• **SOURCE**
--------------------------------------------------

U.N. Issues Call for Peace in Somalia

By MOHAMED OLAD HASSAN
The Associated Press
Friday, December 22, 2006; 10:58 AM

MOGADISHU, Somalia -- Hundreds have been killed in clashes between Somalia's Islamic militia and the country's secular government, officials said Friday, while the United Nations issued a call for peace during a lull in fighting.

Sporadic gunfire and shelling could be heard around Baidoa, the U.N.-backed government's only stronghold, but residents and officials said the worst of the current fighting.


An Islamic Courts soldier lies dead at the Moode Moode front, east of Baidoa, Thursday, Dec. 21, 2006. Fighters pounded each other with heavy artillery and mortars for a third day Thursday as Somalia's Islamic leader announced the country was now at war, leaving a day old peace initiative in tatters. Residents said bodies lay in the streets of villages where bloody battles had taken place as the Ethiopian-backed interim government fought for control of strategic areas close to their base with fighters from the rival Islamic movement. (AP Photo/Mohamed Abdulle Hassan Siidi)
An Islamic Courts soldier lies dead at the Moode Moode front, east of Baidoa, Thursday, Dec. 21, 2006. Fighters pounded each other with heavy artillery and mortars for a third day Thursday as Somalia's Islamic leader announced the country was now at war, leaving a day old peace initiative in tatters. Residents said bodies lay in the streets of villages where bloody battles had taken place as the Ethiopian-backed interim government fought for control of strategic areas close to their base with fighters from the rival Islamic movement. (AP Photo/Mohamed Abdulle Hassan Siidi) (Mohamed Abdulle Hassan Siidi - AP)

Thousands of Somalis have fled their homes as troops loyal to the two-year-old interim administration fought Islamic fighters who had advanced on Baidoa, about 140 miles northwest of the capital of Mogadishu. Islamic militiamen control Mogadishu along with most of southern Somalia.

Islamic forces have declared they want to bring the whole country under Quranic rule and vowed to continue attacks to drive out troops from neighboring Ethiopia, a largely Christian nation that is providing military support.

"We will now start our real attack against the invaders and would not stop until we force the Ethiopians out of our country," Sheik Ibrahim Shukri Abuu-Zeynab, a spokesman for the Islamic movement, told reporters in Mogadishu.

--------------------------------------------------

• **DATASET CONTENT**
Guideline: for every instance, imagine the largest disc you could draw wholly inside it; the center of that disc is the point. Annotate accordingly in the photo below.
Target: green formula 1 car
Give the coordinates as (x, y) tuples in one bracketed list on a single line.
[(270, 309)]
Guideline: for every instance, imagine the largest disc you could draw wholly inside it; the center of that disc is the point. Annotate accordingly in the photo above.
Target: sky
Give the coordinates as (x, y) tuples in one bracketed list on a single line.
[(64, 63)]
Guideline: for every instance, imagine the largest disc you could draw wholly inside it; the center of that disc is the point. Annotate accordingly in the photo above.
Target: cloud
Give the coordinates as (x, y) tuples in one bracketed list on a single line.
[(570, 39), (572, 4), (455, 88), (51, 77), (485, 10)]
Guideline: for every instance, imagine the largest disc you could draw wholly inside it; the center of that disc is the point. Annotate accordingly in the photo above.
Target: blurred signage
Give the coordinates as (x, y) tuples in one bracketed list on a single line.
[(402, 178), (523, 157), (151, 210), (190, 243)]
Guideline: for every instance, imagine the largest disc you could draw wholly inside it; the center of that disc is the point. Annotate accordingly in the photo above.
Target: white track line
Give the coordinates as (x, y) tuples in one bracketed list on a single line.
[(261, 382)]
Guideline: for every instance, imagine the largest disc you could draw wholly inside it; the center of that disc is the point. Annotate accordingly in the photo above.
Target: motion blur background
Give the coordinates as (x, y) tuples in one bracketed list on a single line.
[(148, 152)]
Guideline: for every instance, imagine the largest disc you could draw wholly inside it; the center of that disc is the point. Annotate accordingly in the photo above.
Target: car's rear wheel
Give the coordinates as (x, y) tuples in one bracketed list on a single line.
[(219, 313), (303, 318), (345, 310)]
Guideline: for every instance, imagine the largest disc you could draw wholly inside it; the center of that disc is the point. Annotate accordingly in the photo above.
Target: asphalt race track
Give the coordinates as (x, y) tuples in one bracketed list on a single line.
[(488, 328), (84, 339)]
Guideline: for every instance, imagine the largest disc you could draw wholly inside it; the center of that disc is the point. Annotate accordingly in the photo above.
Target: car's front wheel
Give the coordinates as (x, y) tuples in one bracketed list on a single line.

--------------------------------------------------

• **WORK INSTRUCTIONS**
1) Answer these from the Somalia article:
(a) How far from Mogadishu is Baidoa, and in which direction?
(b) Who controls Mogadishu?
(c) Which neighboring country is providing military support?
2) Copy the Somalia article word for word from "Sporadic gunfire and" to "the current fighting.".

• **RESPONSES PER TASK**
1)
(a) About 140 miles northwest.
(b) Islamic militiamen, who also control most of southern Somalia.
(c) Ethiopia.

2)
Sporadic gunfire and shelling could be heard around Baidoa, the U.N.-backed government's only stronghold, but residents and officials said the worst of the current fighting.